### What is required:
No pictures go into the copy. Write out every line below exactly.
Data shown: Begin
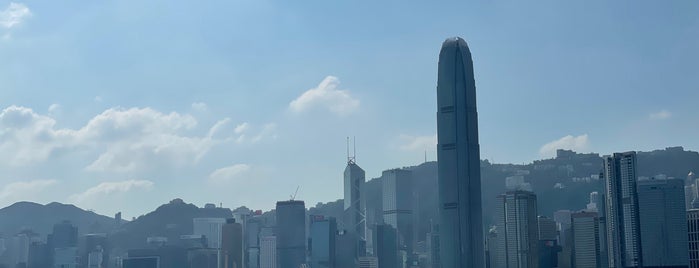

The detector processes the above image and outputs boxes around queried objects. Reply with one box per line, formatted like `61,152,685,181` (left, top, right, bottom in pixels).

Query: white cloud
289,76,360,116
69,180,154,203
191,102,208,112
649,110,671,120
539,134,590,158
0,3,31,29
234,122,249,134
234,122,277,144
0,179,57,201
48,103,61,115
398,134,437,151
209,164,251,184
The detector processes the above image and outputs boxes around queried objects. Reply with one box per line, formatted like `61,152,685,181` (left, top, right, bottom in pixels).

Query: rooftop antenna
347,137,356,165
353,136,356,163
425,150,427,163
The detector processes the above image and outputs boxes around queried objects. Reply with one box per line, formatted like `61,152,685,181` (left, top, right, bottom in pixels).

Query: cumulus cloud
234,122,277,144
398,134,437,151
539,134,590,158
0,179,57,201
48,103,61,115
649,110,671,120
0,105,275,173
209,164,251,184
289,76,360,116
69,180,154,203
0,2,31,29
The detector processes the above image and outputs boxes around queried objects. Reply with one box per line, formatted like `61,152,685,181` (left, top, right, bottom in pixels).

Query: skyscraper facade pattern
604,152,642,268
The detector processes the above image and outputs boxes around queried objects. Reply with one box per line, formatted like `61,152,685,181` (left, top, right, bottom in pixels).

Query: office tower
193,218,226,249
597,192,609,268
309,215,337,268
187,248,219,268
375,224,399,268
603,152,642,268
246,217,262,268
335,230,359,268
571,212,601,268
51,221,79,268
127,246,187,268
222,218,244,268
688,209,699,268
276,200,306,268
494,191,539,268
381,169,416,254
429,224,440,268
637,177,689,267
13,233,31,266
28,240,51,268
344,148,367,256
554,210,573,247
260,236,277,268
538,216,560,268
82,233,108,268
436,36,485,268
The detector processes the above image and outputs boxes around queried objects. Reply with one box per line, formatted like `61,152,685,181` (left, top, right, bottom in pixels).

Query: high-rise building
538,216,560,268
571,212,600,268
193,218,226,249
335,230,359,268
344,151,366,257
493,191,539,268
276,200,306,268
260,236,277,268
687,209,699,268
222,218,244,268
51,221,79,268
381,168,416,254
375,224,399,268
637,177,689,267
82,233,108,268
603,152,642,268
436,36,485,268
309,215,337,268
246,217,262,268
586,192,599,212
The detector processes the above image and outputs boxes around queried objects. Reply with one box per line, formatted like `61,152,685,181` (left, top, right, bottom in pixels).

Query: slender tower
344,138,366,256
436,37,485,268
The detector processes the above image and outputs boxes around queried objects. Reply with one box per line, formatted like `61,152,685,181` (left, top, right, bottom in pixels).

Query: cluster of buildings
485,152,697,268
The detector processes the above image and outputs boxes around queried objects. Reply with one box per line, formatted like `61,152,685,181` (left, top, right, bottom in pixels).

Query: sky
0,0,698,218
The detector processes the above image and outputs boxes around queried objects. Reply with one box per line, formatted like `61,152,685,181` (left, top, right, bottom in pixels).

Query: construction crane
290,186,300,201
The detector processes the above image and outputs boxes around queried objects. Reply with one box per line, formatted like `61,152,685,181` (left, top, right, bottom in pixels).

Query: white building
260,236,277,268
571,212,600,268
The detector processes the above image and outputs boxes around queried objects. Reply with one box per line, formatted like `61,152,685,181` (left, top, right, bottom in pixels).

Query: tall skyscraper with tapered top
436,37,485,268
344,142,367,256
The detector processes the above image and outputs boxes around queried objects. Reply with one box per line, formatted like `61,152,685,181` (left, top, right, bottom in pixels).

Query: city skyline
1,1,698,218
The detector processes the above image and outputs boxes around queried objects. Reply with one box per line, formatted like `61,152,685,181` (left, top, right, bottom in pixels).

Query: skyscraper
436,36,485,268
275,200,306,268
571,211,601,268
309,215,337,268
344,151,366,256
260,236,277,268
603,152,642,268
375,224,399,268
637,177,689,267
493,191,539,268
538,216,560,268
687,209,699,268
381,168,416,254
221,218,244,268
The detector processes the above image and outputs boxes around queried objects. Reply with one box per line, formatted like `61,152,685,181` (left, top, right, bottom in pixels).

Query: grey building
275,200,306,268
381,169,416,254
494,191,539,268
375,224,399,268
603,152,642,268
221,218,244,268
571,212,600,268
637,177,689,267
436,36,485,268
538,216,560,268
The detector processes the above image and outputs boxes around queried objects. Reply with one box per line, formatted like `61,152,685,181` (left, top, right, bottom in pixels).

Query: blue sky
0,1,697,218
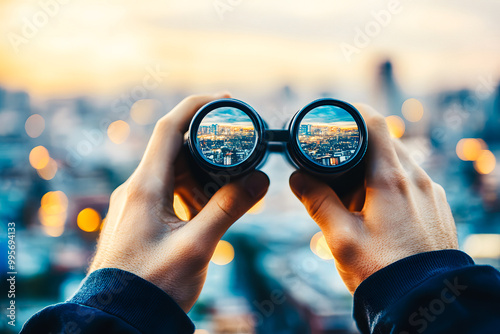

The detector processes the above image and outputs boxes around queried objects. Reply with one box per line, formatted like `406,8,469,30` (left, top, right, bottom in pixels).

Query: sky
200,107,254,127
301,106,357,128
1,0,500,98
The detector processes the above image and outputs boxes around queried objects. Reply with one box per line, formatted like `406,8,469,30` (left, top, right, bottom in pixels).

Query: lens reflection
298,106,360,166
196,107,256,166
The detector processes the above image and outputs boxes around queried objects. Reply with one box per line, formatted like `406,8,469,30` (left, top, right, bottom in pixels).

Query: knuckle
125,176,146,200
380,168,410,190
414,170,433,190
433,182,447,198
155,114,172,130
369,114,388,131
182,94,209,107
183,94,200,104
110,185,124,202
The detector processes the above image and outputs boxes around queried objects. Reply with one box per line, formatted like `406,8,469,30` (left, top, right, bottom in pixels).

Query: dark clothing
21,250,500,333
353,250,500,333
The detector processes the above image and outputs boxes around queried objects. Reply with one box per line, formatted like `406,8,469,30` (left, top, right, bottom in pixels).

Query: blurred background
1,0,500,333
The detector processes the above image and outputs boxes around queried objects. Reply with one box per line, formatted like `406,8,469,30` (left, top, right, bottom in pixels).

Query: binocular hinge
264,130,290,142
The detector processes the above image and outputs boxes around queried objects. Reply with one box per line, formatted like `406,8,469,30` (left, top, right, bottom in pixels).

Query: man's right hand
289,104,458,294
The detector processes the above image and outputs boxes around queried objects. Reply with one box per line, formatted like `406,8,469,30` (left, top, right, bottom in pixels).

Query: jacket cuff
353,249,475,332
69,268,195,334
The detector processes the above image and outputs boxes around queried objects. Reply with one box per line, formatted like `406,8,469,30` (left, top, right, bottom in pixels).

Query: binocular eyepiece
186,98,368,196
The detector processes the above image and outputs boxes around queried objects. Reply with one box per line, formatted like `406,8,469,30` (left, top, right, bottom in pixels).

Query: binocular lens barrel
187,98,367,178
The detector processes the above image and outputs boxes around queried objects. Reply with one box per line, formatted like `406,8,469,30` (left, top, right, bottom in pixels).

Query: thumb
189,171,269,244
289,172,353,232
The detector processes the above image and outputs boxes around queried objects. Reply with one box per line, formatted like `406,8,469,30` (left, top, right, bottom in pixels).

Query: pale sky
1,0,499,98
Data shown: End
### Task response:
The detector processes the above image and outputs boxes around queried objects. Reply with one box per line, formatted like `61,152,685,181` (left, top, right, bottom in pixels).

Query: white cloud
289,76,360,116
69,180,154,203
191,102,208,112
649,110,671,120
539,134,590,158
0,3,31,29
234,122,249,134
234,122,277,144
0,179,57,201
48,103,61,115
398,134,437,151
209,164,251,184
The detector processes the above image and outputs boxes around queried objects. Reply with one box per line, formatted like `61,152,685,181` (left, top, right, bottom in pixels).

Query: rooftop antenna
347,137,356,165
353,136,356,163
425,150,427,163
The detector processes the above image and outputs boxes around queried objects. Reply with one box per line, formatted like `61,152,685,181` (left, top, right, bottom in pixels).

Query: cumulus cloud
234,122,277,144
398,134,437,151
539,134,590,158
0,179,57,201
48,103,61,115
649,110,671,120
0,105,275,173
209,164,251,184
289,76,360,116
69,180,154,203
0,2,31,29
The detector processes the above image and outputs boxes around queried objects. Reply with one box per line, formatted like `61,152,685,181` (left, top, right, bottom in pixels).

Query: skyscraper facade pattern
604,152,642,268
The detector processes the above image and outputs boxes around queried objects. Reply with one box per line, formatted like `61,152,685,181` (left, top, right, bottom in pixels).

Query: office tower
193,218,226,249
597,192,609,268
309,215,337,268
187,248,219,268
375,224,399,268
603,152,642,268
246,217,262,268
335,230,359,268
571,212,601,268
51,221,79,268
127,246,187,268
222,218,244,268
688,209,699,268
276,200,306,268
494,191,539,268
381,169,416,254
429,224,440,268
637,177,689,267
13,233,31,266
28,240,51,268
344,148,367,256
554,210,573,247
260,236,277,268
538,216,560,268
82,233,108,268
436,36,485,268
The detector processes the above image and outputs boxes around queried objects. Reply with one box per line, formatted like `61,152,685,181` (left, top, right, bottom in pixels).

Query: high-rise building
538,216,560,268
571,212,600,268
193,218,226,249
335,230,359,268
344,151,366,257
493,191,539,268
276,200,306,268
260,236,277,268
687,209,699,268
222,218,244,268
51,221,79,268
381,168,416,254
375,224,399,268
637,177,689,267
82,233,108,268
603,152,642,268
436,36,485,268
309,215,337,268
246,217,262,268
586,192,599,212
The detector processes the above image and outputs boxes around queried objects. Reply with one box per line, formatted like `61,152,685,181` (left, top, right, bottom in pixels).

Query: slender tower
344,138,366,256
436,37,485,268
The detector processes the above image and outputs boxes around queried objects. Reply with one box per line, formatted like `61,152,685,181` (left, top, right, bottom in pixels).

Query: cluster of buildings
485,152,697,268
The detector processes the above image and outputs boxes around queried objects. Reply with one box per line, formatted like `61,152,685,181` (left, top, right, bottom in pixels).

Query: sky
0,0,698,218
The detector processes the above image and outputs boxes around queried objects. Reply with one box per line, formatted like `61,152,685,181` (left, top, right, bottom in pixels).

Query: construction crane
290,186,300,201
The detector processes the above image and outputs boxes around queried objects. Reply with one box per line, formatted like `61,152,685,181` (left, top, right, bottom in pixels).

Query: white building
260,236,277,268
571,212,600,268
The detector processes the above image and outputs boxes around queried objects. Reply with one box per line, formatted like `61,152,685,181` (left, top, right, bottom in pixels).

Query: tall skyscraper with tapered top
436,37,485,268
344,142,367,256
The detector processes the above image and outputs boxes around queried objects. Reply with one box per line, formatted like `61,152,685,181` (left, top, right, bottom in pixels).

Query: city skyline
1,1,698,218
The detector processes the above image and outputs boxes around queried objects. Reply with one box per line, formatted like `61,152,685,181` (left, top, right, bottom in pixels).

Query: skyscraper
436,36,485,268
275,200,306,268
571,211,601,268
309,215,337,268
344,151,366,256
260,236,277,268
603,152,642,268
375,224,399,268
637,177,689,267
493,191,539,268
538,216,560,268
687,209,699,268
381,168,416,254
221,218,244,268
The detector processes the above image and outputs boxes around queried objects. Reply with one box per line, formatted like `61,152,685,181` (left, top, right, bottom in pixels).

Query: grey building
275,200,306,268
381,169,416,254
494,191,539,268
375,224,399,268
603,152,642,268
221,218,244,268
571,212,600,268
637,177,689,267
436,36,485,268
538,216,560,268
The detector processes the above image and outputs boxes around queried objects. Reply with one box per line, formatted like `61,152,685,181` (left, top, right, bottom in pixels).

Query: blue sky
0,1,697,218

The detector processes the above image and outputs boxes around queried objects. Reply with one box per line, formatted like `406,8,469,30` (left, top, right, bottom in pixels).

Query: sky
200,107,254,127
301,106,357,128
1,0,500,98
The detector processes the above image and outputs boxes around queried objects. Reply with one box per line, formatted like `406,8,469,30` (left, top, right, bottom in pixels).

Query: lens reflection
298,106,360,166
196,107,256,166
The detector processes the above image and outputs boxes around queried objects. Reply with one box per line, formatted like `406,8,469,30` (left, top, right, bottom in pixels).

Query: knuckle
125,176,146,200
380,168,410,190
414,170,433,190
433,182,447,198
155,114,172,130
369,114,388,131
182,94,209,107
183,94,200,104
110,185,124,202
The detector processes the above image and outputs boxes around queried objects. Reply with one box per line, formatted like `406,8,469,30` (left, top, right, bottom in pixels).

Query: dark clothing
21,250,500,333
353,250,500,333
The detector processes the above image and outputs boxes around queried objects. Reply with one box per line, formatted like `406,8,469,30` (left, top, right, bottom in pixels).

Query: blurred background
1,0,500,333
The detector processes the above image and outputs boxes around queried objects. Reply with one box per line, formatted like `406,8,469,30` (left, top, right, bottom in pixels).

Query: binocular hinge
264,130,290,142
The detector processes the above image and outputs boxes around queried objects. Reply with one box per line, formatted like `406,8,469,30` (left, top, right, bottom in pixels).

Query: man's right hand
289,104,458,294
The detector processes the above image and outputs boxes around queried objects. Reply with one box per line, formatted like `406,8,469,30` (left, top, right, bottom in pixels).

Query: jacket cuff
353,249,475,332
69,268,195,334
The detector processes the above image and outputs boxes around queried objects. Reply with one box per line, formatted like `406,8,469,30` (left, top, right, bottom in pixels).

Query: binocular eyepiece
186,98,368,196
The detector processes the above image and outputs boxes around queried objects. Reply with one box per line, formatted like `406,8,469,30` (left, top, right, bottom in pixels).

Query: binocular lens barrel
187,98,367,178
The detector processes the above image and outputs boxes around queried objects. Reply with one box per line, formatted like `406,8,469,30` (left, top, right, bottom in pixels).

Query: thumb
189,171,269,244
289,172,353,232
The detector processes the above image and outputs boxes around queried objects. Reply with one box per line, formatted like `406,8,469,30` (left, top, right, bottom in pixels).

Query: pale sky
1,0,499,98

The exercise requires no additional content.